To be done ->
Output the material starting at the line containing "For every instance of the hand" and ending at the line containing "x=241 y=201" as a two-column CSV with the columns instruction and points. Each row should pair one piece of text with the answer that follows it, with each value in a single quoted field and line breaks replaced by spaces.

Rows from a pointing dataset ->
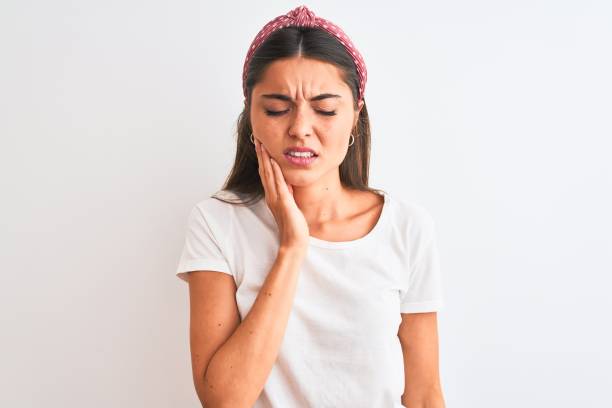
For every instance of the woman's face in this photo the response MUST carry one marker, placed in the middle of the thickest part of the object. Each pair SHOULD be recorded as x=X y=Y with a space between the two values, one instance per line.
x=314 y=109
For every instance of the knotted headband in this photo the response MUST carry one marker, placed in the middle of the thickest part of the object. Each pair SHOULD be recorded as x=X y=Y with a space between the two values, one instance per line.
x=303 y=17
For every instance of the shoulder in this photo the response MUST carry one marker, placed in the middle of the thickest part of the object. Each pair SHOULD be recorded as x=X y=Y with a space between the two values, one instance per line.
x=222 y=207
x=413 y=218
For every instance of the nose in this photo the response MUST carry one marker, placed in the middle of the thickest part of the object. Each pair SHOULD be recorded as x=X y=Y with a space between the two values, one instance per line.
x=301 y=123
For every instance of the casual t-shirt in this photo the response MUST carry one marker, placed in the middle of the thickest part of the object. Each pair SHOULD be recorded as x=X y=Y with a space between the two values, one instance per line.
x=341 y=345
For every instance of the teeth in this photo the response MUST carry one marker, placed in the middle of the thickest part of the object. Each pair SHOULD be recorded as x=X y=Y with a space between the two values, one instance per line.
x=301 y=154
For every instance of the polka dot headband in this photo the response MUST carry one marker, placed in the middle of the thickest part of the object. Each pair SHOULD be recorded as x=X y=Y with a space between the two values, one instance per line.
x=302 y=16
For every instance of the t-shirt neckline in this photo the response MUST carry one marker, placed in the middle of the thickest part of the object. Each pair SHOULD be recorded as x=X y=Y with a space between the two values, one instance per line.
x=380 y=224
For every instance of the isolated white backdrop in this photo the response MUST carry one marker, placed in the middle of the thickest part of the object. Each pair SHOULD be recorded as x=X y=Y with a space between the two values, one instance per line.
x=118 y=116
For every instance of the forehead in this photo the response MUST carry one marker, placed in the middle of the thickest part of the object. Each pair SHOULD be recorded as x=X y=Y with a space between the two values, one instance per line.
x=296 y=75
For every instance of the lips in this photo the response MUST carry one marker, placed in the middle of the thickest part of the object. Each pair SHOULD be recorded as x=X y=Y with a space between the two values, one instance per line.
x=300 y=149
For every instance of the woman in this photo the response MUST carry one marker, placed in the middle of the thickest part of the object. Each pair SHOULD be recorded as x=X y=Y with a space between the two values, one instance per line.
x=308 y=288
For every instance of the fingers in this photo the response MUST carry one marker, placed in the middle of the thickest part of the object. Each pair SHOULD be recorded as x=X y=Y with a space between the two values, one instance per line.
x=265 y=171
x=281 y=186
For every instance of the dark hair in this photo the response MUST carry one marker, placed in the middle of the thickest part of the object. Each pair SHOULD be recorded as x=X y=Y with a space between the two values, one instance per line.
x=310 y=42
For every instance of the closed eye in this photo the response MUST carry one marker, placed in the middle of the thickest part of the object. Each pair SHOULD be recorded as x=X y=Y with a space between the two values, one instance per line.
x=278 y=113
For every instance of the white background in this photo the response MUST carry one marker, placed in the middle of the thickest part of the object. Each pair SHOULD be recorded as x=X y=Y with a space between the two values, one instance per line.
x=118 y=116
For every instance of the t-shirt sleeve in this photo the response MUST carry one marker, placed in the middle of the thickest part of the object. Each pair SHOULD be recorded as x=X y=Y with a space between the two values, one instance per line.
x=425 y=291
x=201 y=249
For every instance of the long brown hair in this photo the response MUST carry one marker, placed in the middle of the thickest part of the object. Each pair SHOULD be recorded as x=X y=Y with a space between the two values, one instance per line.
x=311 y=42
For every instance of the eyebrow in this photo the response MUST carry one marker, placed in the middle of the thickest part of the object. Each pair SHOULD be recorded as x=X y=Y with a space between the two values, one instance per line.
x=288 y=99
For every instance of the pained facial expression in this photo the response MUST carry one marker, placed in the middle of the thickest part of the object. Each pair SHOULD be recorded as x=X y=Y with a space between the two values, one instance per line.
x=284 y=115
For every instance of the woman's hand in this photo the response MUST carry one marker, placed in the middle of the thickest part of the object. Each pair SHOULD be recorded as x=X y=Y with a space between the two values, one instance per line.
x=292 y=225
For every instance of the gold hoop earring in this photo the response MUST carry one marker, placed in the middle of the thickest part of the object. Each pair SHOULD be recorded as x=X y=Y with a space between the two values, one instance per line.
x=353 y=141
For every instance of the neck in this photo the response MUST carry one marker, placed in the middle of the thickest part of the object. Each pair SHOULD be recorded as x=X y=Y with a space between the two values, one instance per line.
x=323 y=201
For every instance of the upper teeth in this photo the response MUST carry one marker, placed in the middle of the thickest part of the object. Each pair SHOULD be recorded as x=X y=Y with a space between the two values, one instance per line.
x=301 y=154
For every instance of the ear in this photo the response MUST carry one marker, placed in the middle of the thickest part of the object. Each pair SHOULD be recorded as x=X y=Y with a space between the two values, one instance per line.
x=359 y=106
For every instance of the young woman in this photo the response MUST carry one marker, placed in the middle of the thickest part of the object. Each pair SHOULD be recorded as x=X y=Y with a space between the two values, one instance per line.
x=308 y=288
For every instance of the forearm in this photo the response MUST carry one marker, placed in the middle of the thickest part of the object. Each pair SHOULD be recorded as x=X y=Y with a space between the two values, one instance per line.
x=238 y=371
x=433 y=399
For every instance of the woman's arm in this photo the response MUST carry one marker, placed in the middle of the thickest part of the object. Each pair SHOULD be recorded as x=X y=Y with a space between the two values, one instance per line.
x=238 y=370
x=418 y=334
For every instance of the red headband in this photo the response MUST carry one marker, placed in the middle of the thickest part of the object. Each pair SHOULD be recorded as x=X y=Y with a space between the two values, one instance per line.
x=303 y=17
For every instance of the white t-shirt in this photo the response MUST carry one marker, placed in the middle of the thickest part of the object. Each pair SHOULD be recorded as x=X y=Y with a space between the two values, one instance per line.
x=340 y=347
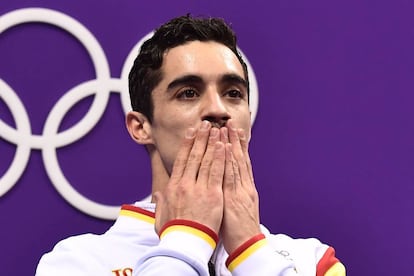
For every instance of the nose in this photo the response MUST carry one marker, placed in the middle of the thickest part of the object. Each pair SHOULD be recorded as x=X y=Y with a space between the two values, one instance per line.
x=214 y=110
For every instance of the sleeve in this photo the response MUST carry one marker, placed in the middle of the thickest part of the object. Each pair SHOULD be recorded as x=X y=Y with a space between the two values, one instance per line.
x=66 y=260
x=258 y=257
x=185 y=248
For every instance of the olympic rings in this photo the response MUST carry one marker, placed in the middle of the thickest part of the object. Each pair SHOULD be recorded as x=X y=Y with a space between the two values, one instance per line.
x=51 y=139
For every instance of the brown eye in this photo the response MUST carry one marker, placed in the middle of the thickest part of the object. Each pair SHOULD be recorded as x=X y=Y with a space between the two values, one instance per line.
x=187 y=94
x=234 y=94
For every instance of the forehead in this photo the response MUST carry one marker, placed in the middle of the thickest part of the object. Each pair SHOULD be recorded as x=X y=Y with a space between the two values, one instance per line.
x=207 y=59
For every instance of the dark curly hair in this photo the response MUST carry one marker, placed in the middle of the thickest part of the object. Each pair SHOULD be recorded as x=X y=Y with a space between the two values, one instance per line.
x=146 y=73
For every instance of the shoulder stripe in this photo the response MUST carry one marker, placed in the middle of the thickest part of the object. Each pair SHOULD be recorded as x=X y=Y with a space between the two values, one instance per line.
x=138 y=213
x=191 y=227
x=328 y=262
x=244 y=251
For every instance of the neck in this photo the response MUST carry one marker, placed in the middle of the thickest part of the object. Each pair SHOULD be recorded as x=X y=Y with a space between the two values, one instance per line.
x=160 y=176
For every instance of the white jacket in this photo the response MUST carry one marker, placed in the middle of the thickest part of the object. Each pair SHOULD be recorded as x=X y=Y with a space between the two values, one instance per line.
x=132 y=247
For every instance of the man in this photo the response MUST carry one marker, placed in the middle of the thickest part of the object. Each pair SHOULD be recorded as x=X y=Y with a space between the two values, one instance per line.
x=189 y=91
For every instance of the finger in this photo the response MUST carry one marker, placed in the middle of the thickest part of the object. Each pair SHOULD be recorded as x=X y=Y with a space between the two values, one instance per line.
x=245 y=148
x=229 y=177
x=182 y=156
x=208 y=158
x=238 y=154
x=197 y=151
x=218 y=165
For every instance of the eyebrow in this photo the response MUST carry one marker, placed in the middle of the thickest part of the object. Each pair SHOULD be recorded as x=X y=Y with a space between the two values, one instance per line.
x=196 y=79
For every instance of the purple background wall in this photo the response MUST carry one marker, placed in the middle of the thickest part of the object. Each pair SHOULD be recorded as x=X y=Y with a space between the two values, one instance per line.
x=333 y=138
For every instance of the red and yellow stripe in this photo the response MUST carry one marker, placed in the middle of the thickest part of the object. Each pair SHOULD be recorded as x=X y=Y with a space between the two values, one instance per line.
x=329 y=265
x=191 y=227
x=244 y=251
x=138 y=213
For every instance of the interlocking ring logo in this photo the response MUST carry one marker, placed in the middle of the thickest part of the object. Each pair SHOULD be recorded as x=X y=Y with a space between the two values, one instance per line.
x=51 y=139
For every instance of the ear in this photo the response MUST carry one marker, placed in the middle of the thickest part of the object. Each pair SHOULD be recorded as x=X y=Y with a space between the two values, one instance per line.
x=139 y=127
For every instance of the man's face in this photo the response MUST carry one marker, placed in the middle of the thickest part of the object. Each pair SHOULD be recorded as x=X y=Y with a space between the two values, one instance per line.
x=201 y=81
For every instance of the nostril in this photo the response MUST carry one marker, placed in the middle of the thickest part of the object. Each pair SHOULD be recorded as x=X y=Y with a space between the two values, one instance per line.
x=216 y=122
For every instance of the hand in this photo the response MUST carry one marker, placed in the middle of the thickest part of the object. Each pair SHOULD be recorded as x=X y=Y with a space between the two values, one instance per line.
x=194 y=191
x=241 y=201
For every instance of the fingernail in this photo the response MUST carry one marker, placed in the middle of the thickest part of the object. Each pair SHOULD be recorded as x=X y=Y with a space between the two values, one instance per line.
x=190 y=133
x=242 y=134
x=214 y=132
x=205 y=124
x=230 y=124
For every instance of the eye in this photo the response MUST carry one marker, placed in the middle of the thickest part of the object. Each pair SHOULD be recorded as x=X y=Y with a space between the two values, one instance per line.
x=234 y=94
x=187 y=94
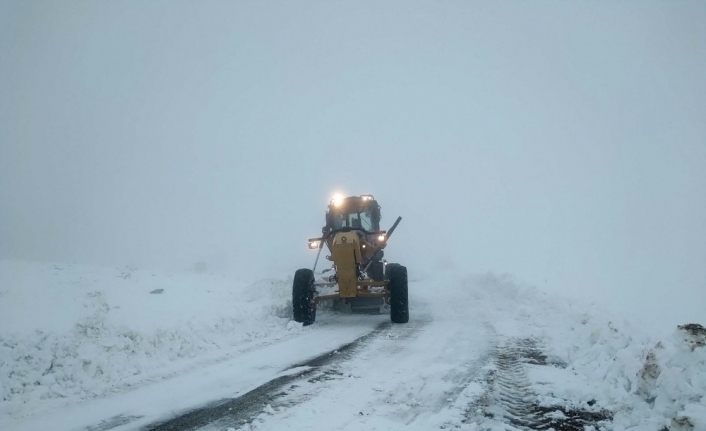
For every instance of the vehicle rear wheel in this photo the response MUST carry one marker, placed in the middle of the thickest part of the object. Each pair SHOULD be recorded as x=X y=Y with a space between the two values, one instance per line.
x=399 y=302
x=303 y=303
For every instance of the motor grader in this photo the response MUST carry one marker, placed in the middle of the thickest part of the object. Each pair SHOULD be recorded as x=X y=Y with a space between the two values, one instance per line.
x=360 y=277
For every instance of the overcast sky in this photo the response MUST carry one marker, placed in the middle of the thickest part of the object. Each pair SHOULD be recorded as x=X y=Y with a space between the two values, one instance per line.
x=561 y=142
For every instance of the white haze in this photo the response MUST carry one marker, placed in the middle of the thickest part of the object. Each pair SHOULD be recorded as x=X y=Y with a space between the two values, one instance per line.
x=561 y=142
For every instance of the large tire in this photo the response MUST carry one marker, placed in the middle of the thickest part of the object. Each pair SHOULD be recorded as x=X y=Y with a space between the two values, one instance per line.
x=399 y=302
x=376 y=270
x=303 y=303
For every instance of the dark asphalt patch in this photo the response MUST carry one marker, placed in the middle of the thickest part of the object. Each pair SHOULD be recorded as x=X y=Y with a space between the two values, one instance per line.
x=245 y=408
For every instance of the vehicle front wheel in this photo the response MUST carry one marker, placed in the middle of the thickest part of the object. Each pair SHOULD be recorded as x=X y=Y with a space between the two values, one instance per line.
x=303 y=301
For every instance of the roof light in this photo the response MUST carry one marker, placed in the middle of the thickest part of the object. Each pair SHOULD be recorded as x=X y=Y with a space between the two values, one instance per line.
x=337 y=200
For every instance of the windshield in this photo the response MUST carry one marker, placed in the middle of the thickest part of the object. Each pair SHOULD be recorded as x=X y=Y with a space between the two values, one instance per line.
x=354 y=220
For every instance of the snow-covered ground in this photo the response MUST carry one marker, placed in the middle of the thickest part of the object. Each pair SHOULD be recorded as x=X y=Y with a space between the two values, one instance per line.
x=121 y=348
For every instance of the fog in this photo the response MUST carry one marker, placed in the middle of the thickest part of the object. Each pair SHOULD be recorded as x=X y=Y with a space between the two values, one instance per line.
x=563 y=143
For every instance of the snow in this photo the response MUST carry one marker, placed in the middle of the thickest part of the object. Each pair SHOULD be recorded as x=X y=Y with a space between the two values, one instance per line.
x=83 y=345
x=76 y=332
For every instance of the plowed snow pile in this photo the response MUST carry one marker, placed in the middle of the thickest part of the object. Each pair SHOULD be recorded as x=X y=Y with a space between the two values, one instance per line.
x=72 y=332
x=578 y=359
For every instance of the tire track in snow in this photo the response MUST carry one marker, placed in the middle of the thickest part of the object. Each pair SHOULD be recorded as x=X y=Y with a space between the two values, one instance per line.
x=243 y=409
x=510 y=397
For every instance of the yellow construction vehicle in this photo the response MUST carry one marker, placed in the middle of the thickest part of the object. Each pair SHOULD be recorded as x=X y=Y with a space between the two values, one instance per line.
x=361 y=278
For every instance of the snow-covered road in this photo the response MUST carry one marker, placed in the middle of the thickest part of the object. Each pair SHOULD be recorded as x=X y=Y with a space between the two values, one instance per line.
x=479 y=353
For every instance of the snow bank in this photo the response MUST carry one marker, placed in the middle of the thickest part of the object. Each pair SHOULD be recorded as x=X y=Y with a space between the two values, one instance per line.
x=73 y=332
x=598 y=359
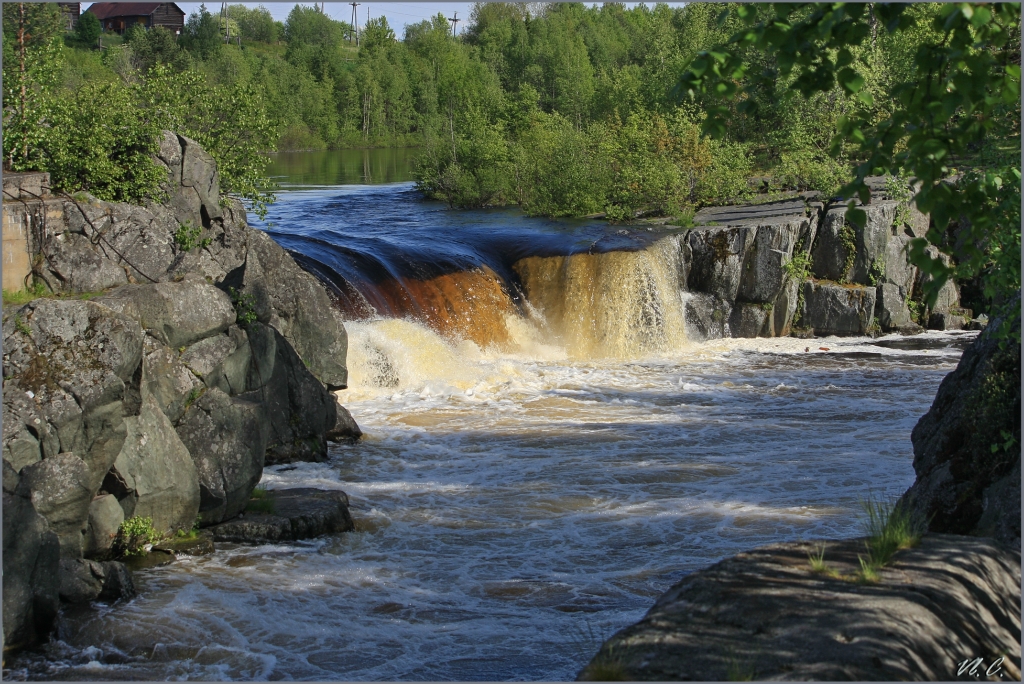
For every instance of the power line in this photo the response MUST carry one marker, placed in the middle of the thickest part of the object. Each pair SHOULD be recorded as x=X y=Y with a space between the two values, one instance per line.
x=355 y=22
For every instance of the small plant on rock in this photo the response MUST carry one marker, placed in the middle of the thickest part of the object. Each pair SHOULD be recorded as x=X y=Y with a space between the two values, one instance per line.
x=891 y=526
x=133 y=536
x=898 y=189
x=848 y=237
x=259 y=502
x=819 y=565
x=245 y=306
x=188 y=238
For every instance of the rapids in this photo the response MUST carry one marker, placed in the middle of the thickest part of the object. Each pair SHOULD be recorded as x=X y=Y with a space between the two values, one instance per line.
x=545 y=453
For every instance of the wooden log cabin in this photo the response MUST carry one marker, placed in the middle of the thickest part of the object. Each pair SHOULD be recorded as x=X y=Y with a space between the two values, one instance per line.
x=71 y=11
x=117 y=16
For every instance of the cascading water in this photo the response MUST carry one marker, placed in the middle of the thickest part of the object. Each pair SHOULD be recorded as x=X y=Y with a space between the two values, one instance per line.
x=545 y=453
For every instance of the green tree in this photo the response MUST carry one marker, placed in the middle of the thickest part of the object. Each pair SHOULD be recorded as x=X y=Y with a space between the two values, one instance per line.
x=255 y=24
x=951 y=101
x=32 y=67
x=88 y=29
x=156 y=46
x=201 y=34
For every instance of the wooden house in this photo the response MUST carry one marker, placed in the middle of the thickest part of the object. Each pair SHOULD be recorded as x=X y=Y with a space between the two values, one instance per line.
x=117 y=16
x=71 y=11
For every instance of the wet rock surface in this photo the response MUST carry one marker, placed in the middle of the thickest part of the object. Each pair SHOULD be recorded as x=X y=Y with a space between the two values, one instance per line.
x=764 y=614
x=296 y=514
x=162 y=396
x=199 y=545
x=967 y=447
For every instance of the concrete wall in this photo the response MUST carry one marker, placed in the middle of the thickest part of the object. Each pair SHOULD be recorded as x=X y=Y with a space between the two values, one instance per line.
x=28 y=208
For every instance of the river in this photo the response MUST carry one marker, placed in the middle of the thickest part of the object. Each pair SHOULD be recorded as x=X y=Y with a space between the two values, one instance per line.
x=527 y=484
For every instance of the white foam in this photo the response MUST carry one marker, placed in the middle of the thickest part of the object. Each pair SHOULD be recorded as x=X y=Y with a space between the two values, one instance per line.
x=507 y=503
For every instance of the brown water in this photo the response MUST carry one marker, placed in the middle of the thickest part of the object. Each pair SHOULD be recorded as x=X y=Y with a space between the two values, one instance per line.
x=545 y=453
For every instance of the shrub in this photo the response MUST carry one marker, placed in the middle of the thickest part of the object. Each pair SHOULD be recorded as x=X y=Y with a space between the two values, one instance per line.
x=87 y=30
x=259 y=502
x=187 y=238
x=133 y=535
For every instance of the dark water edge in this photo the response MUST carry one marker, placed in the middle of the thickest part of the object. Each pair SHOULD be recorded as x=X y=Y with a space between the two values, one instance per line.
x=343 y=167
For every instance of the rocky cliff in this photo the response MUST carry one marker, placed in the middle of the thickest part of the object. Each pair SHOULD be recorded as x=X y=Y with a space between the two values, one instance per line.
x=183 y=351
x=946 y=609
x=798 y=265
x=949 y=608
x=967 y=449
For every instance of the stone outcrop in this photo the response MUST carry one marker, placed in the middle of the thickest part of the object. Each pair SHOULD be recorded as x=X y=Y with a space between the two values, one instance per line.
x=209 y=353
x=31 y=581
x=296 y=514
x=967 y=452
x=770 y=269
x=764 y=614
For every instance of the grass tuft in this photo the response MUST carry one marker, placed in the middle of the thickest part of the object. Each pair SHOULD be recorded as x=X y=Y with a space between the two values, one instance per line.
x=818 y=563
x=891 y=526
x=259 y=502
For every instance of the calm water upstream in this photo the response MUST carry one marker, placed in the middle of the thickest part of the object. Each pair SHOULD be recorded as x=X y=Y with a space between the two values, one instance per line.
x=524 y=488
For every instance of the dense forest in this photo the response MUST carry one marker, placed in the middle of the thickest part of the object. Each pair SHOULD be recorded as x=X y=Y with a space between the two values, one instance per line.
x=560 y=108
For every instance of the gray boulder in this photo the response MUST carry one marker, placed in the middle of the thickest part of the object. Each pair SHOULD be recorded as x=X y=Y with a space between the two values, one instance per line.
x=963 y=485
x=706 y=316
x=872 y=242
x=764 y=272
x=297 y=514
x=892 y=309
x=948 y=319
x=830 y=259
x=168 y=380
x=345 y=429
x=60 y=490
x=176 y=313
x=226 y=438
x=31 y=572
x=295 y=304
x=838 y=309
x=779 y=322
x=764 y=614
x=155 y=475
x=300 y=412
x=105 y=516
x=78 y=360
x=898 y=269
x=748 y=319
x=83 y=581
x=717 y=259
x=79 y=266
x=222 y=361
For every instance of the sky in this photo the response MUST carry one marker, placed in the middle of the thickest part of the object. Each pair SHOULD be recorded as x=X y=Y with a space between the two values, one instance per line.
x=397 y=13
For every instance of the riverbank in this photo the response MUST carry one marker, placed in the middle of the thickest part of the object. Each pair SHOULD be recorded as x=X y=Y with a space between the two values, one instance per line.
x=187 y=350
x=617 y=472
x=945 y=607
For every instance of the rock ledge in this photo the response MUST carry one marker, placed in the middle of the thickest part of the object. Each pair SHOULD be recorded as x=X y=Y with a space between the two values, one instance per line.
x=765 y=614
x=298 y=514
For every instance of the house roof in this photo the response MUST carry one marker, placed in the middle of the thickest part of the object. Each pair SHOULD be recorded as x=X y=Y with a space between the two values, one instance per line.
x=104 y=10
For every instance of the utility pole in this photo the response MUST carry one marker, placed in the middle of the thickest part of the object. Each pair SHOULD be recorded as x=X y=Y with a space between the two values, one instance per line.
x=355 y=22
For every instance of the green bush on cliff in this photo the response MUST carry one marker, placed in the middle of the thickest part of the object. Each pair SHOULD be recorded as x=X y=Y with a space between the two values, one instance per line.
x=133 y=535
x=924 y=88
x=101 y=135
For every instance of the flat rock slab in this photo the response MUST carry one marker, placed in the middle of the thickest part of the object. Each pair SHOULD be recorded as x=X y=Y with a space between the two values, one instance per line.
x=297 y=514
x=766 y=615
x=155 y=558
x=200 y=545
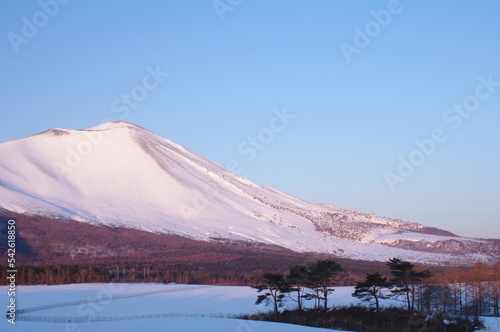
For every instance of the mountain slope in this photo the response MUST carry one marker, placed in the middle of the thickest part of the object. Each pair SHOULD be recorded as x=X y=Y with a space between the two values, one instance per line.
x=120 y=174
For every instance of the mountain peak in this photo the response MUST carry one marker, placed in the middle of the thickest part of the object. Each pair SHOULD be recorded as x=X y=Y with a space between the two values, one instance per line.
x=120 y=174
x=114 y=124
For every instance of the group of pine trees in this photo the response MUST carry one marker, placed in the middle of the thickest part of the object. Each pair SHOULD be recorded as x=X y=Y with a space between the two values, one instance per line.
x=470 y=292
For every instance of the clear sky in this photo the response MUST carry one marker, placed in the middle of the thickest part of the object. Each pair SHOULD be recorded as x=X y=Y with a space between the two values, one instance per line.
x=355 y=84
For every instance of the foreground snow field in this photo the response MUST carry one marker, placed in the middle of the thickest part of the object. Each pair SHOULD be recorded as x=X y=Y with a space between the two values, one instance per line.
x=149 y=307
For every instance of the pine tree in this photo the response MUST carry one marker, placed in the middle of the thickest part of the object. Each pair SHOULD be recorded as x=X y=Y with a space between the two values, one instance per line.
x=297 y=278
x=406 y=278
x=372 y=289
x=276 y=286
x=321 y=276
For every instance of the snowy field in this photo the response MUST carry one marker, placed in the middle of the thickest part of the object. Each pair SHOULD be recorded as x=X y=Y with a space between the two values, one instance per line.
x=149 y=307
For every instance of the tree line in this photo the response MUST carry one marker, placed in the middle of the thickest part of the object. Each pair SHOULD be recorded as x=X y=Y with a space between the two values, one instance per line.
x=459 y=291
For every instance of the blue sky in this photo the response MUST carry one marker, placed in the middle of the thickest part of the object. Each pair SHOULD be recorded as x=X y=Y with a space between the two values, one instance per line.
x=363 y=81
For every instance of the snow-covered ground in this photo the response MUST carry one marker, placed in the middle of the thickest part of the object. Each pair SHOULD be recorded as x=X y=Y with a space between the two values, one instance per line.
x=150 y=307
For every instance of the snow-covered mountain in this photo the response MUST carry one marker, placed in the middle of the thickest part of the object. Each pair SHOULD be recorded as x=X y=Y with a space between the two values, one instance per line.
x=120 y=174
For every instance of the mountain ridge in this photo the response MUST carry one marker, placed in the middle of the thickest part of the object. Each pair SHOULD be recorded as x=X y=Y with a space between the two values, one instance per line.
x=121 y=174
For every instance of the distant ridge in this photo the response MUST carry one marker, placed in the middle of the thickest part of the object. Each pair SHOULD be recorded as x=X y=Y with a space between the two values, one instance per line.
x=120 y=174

Final answer ->
instruction,points
"For every instance of the hand in this photo the response MUST carry one marker, placed in the middle of the thickest part of the object. Each pair SHOULD be recorded as x=X y=Y with a space between the two values, one instance per line.","x=194 y=191 x=241 y=201"